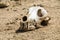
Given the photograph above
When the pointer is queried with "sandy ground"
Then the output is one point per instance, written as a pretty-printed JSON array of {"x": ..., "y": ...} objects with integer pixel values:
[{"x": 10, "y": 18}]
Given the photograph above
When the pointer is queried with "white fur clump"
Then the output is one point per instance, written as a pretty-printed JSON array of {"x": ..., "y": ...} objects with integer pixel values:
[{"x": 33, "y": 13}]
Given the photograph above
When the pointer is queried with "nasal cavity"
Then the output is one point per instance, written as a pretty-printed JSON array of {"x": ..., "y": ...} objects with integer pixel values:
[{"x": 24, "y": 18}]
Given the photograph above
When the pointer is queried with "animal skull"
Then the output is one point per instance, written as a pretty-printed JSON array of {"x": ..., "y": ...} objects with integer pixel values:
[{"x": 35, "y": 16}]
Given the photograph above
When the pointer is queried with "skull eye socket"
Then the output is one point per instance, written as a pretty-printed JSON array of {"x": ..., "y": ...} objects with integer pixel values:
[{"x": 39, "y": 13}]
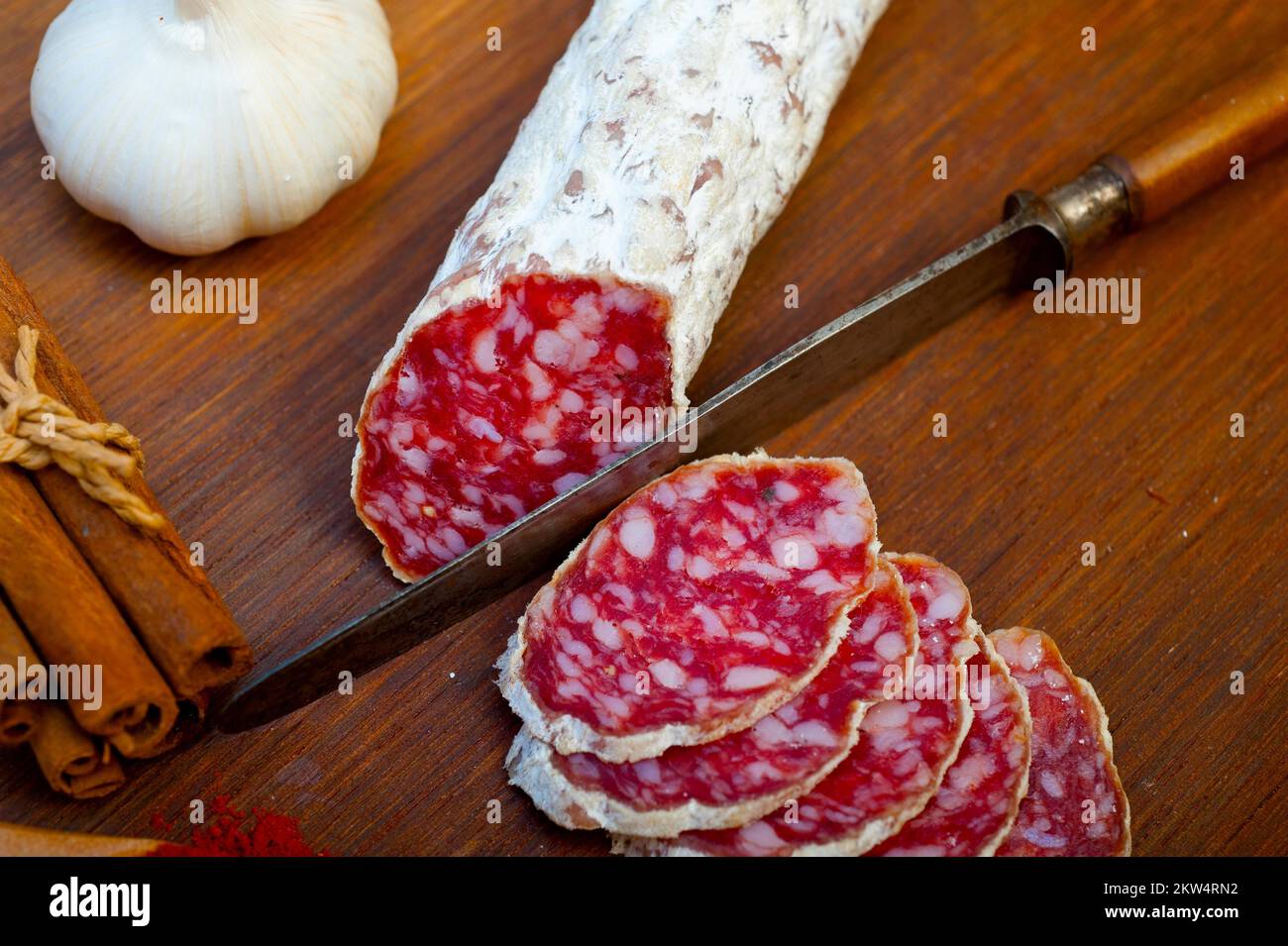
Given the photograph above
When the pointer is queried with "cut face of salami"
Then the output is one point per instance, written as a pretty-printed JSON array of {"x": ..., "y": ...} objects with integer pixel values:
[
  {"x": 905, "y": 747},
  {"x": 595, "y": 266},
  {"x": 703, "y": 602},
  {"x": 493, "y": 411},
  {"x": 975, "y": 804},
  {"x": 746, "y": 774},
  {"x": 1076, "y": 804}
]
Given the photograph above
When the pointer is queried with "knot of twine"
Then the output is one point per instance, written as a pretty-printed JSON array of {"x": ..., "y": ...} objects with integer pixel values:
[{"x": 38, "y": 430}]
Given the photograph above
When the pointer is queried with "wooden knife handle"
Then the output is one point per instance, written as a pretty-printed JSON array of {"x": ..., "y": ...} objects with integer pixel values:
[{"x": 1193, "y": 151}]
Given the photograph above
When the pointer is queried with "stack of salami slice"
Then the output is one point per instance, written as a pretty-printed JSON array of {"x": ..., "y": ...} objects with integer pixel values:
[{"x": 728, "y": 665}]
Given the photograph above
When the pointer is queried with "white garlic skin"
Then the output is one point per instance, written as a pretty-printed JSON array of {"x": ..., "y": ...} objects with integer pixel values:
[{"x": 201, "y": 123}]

▶ **TASK PROMPT**
What lines above hold the word "salami"? Pull each one out.

▶ **TASK RESPONSE**
When the pointer is queried with "cut face of salami"
When the pointer is queried with "stack of salami slice"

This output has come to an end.